::: TEXT PASSAGE :::
Speaker 2 (02:39:18):
Now now trillion.

Speaker 1 (02:39:20):
Is that? Okay?

Speaker 2 (02:39:22):
So for example, I have thirty two dollars right now
in my pocket. Is it more than that? I think
it's a little bit more, Okay, Okay, okay, so it
is enough to buy two different servings of pizza. Okay,
this is I'm trying to put this into terms I
can understand, Thank you.

Speaker 4 (02:39:39):
It is.

Speaker 3 (02:39:40):
Imagine imagine one burger, right.

Speaker 2 (02:39:42):
And a burger in Portland does cost thirty two dollars?

Speaker 4 (02:39:45):
So yes, yes, Now now imagine I thought you're gonna say,
does cost four trillion dollars?

Speaker 3 (02:39:52):
I mean probably tomorrow, right, like kudos. I don't know
if any plagues.

Speaker 2 (02:39:58):
That we're doing adding levity because this is it legitimately
kind of frightening.

Speaker 3 (02:40:02):
No, like this is I have never seen the financial
press like yes, like the only times I've ever seen
the financial press react to something like this is like
they were kind of acting like this about the possibility
of Jeremy Corbin like taking power in the UK, like
they are like I watched a guy on CNBC, right,

(02:40:22):
this is not like like this is this is not MSNBC.
This is not even like CNN. This is CNBC literally
go on air and call what Trump is doing quote
insane and start talking about how this is and this
is I think what these people are worried about is
they're you know, the thing that they're seeing that's starting
right now, and it's starting with these sort of these
downgrades US equities is capital flight, which is straight up

(02:40:43):
a butt like international capital taking their money from the
US and fucking literally moving out of the country and
moving at somewhere else because the US is so unstable.
::: INFORMATION PROVIDED :::
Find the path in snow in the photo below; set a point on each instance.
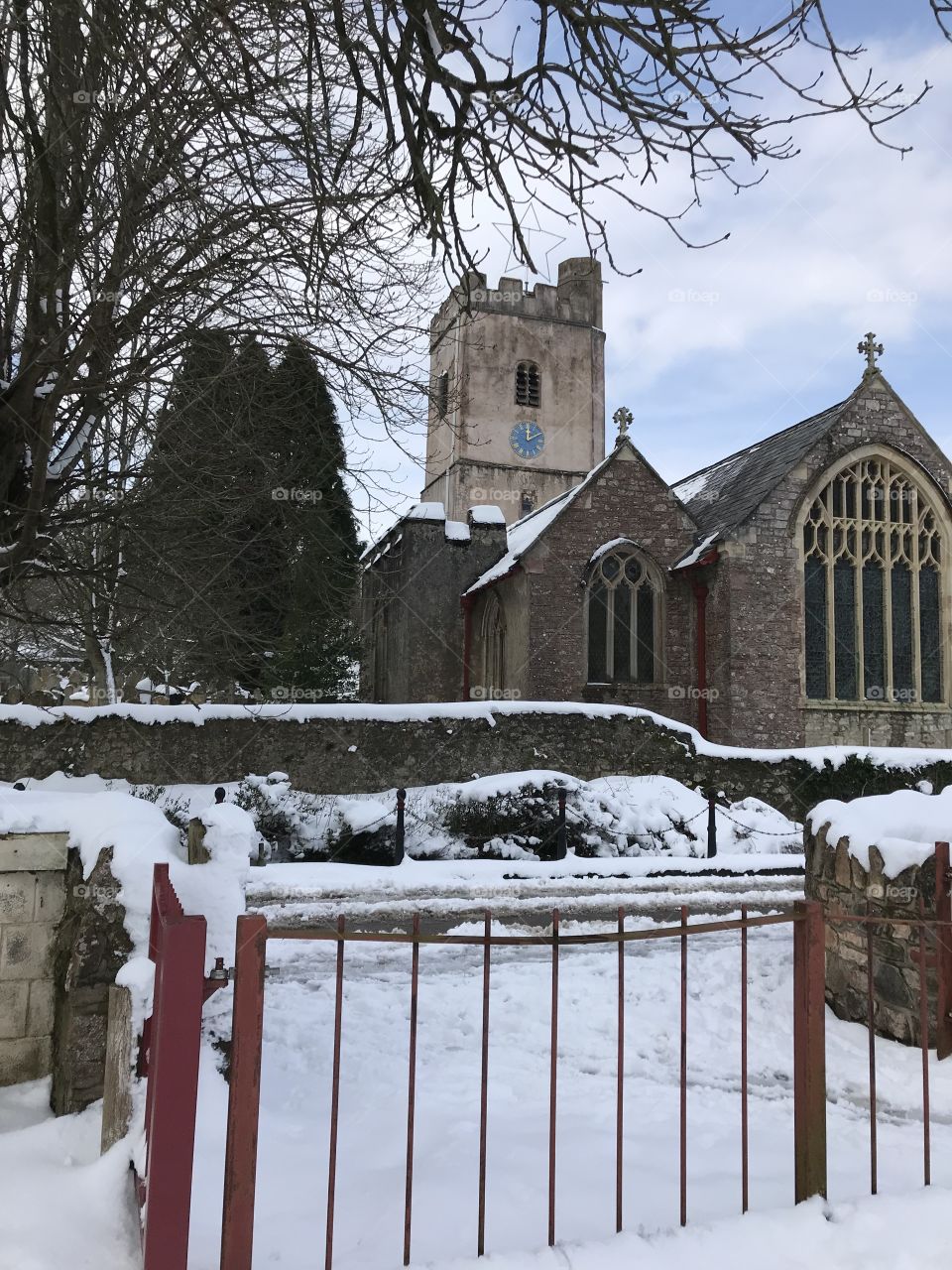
(525, 898)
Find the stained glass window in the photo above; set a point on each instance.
(624, 613)
(873, 606)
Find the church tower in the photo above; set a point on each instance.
(517, 394)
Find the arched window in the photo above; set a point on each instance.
(874, 548)
(529, 384)
(442, 394)
(494, 647)
(380, 653)
(624, 619)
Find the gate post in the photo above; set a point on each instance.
(943, 953)
(809, 1051)
(244, 1095)
(173, 1092)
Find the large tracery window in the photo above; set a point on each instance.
(624, 620)
(873, 561)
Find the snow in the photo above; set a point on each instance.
(298, 1044)
(457, 531)
(697, 552)
(62, 1205)
(485, 515)
(428, 711)
(141, 837)
(522, 535)
(231, 835)
(904, 826)
(692, 485)
(426, 512)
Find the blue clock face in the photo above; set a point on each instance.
(527, 440)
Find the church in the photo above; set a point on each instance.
(792, 593)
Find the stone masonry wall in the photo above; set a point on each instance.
(843, 885)
(358, 749)
(32, 893)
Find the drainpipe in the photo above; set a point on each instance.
(467, 602)
(699, 589)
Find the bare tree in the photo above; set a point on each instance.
(268, 166)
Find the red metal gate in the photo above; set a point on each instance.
(244, 1096)
(169, 1060)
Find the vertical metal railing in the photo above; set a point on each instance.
(809, 1061)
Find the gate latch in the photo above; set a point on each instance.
(217, 978)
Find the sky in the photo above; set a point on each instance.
(715, 348)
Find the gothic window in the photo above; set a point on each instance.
(529, 384)
(380, 653)
(494, 647)
(873, 561)
(624, 620)
(442, 394)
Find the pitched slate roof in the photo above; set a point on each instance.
(526, 532)
(725, 494)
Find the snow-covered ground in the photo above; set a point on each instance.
(61, 1205)
(296, 1096)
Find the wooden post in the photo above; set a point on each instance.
(809, 1051)
(197, 851)
(117, 1082)
(173, 1088)
(244, 1095)
(943, 953)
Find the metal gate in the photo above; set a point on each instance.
(809, 1069)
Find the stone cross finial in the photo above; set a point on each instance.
(622, 420)
(871, 350)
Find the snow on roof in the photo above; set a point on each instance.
(524, 534)
(426, 512)
(484, 515)
(457, 531)
(902, 826)
(696, 553)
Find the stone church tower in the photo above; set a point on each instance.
(517, 403)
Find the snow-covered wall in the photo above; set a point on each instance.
(361, 748)
(878, 856)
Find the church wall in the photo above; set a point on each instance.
(629, 499)
(513, 593)
(720, 717)
(479, 348)
(475, 484)
(420, 580)
(765, 576)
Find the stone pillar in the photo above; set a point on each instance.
(91, 945)
(32, 889)
(843, 885)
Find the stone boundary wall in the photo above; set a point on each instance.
(341, 749)
(842, 884)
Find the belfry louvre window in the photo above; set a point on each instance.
(873, 564)
(624, 619)
(529, 384)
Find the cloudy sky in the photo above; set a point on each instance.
(712, 349)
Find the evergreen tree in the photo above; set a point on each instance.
(245, 532)
(318, 643)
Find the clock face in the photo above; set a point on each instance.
(527, 440)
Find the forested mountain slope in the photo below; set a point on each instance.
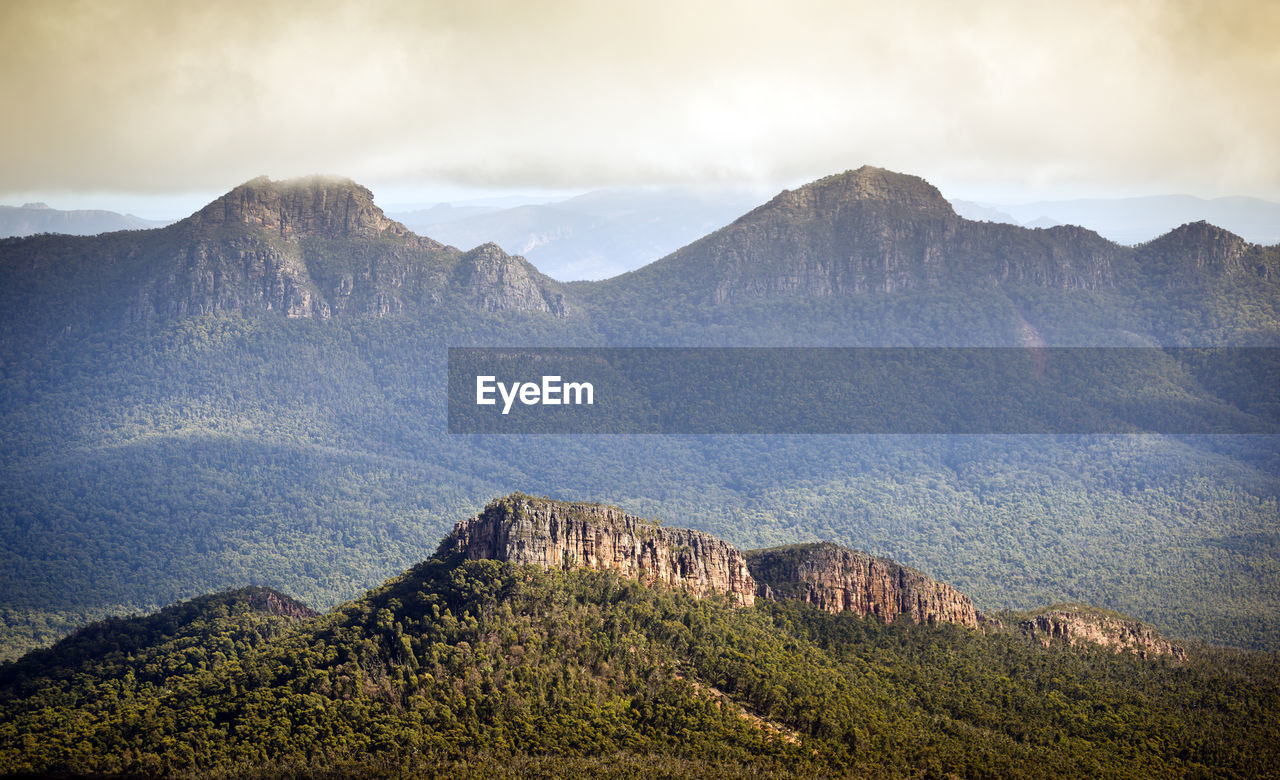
(480, 666)
(256, 396)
:::
:: WRITTEN EXERCISE 1 ::
Answer these questions using the transcript.
(a) How much money does Speaker 2 say is in their pocket right now?
(b) On which channel did Speaker 3 watch a guy call what Trump is doing "insane"?
(c) Whose possible rise to power in the UK does Speaker 3 mention as another time the financial press reacted this way?
:: WRITTEN EXERCISE 2 ::
Copy the transcript word for word from "This is not even" up to and including "is so unstable.".

:: TASK RESULT 1 ::
(a) Thirty two dollars.
(b) CNBC.
(c) Jeremy Corbin's.

:: TASK RESULT 2 ::
This is not even like CNN. This is CNBC literally
go on air and call what Trump is doing quote
insane and start talking about how this is and this
is I think what these people are worried about is
they're you know, the thing that they're seeing that's starting
right now, and it's starting with these sort of these
downgrades US equities is capital flight, which is straight up

(02:40:43):
a butt like international capital taking their money from the
US and fucking literally moving out of the country and
moving at somewhere else because the US is so unstable.